* **Challenge**
Pick out every one of the lines below that contains the word "photo" and copy each such line. Case counts, so skip any line where the word appears only with different capitalization.

* **Working data**

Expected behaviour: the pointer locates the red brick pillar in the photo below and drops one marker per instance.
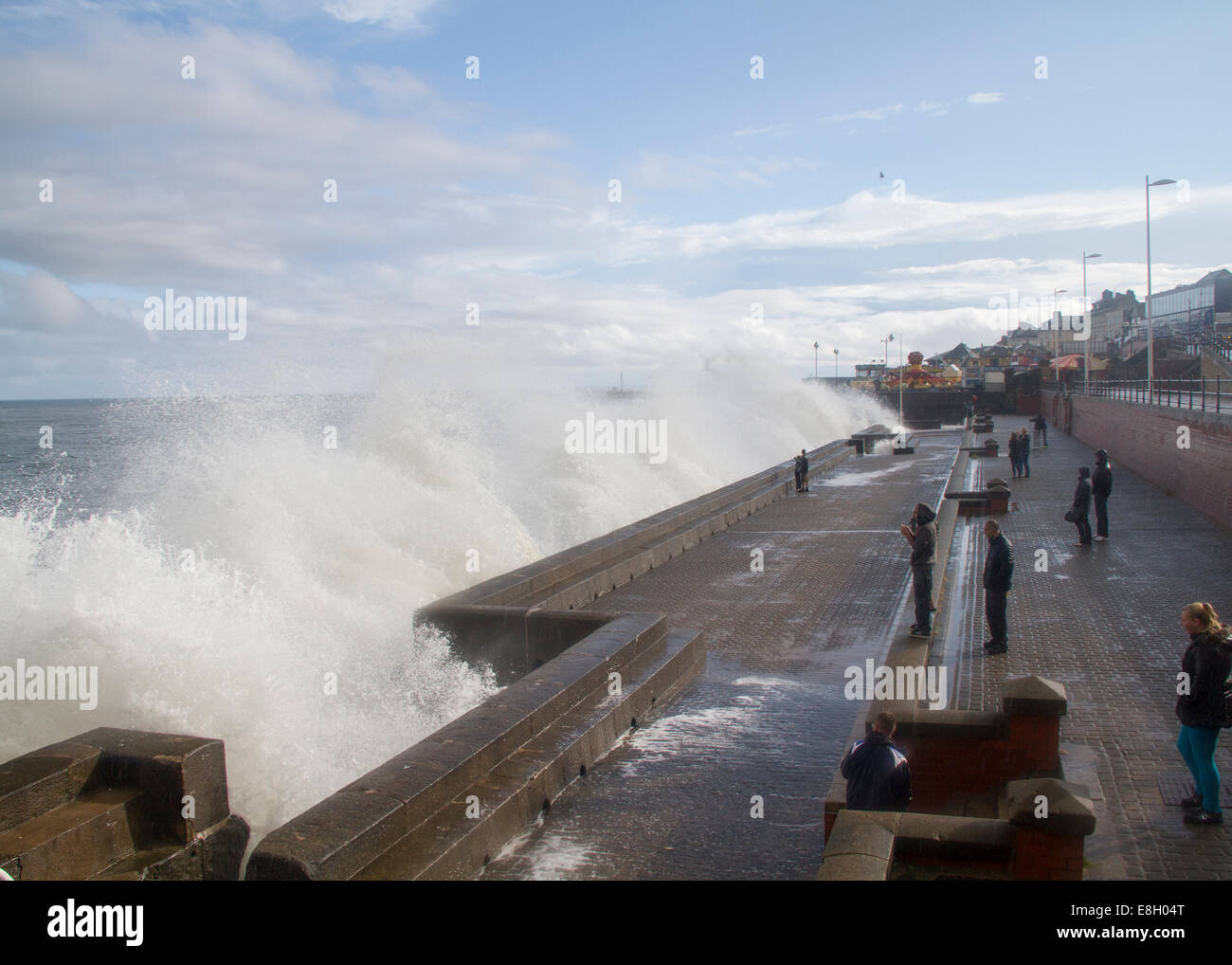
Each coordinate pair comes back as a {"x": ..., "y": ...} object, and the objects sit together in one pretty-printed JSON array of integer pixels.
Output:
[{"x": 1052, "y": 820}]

...

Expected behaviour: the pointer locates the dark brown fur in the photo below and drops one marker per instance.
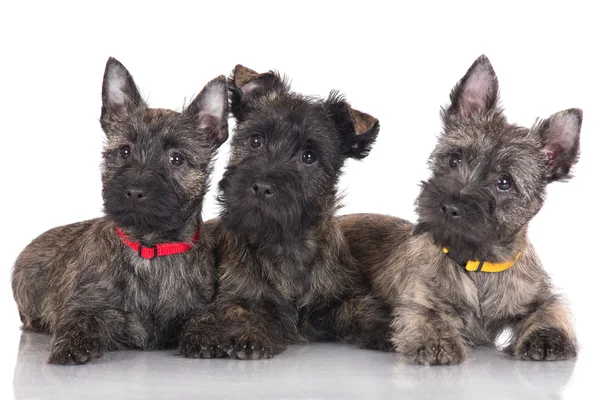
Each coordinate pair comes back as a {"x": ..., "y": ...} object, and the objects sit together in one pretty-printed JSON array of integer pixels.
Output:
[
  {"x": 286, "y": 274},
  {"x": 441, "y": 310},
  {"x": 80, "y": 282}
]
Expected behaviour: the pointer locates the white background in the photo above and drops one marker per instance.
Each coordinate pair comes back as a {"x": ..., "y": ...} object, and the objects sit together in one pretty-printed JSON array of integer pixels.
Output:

...

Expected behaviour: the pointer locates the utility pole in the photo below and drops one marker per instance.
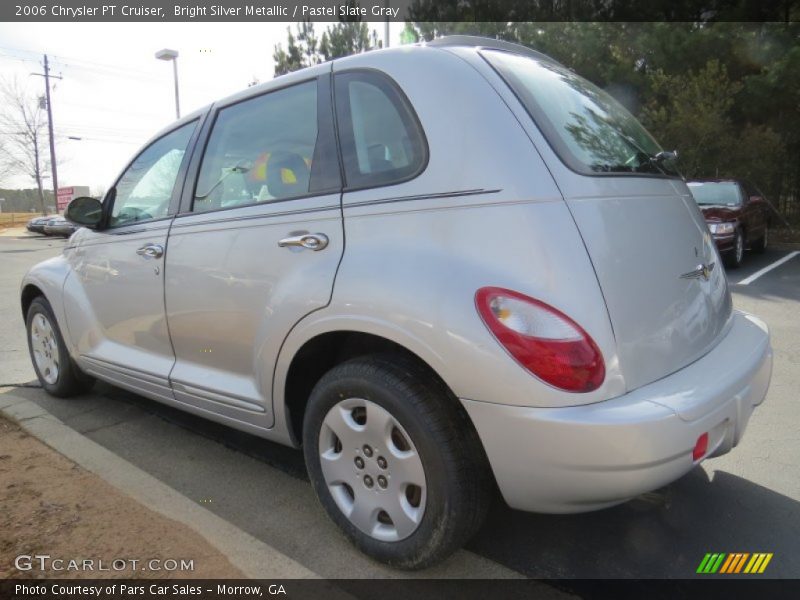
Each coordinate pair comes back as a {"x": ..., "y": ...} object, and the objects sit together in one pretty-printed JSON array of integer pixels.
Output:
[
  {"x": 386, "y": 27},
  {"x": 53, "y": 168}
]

* **Exercise response**
Expected behaviour: the pointer locates the red brick pillar in the photo below and drops one marker per instance.
Expected behaviour: the pointer locates the dark brown fur in the photo below and drops one marker per instance.
Expected behaviour: the pointer locates the white background in the photo above and drops one marker per instance.
Expected behaviour: the pointer locates the utility pole in the photo below and drops one marker per instance.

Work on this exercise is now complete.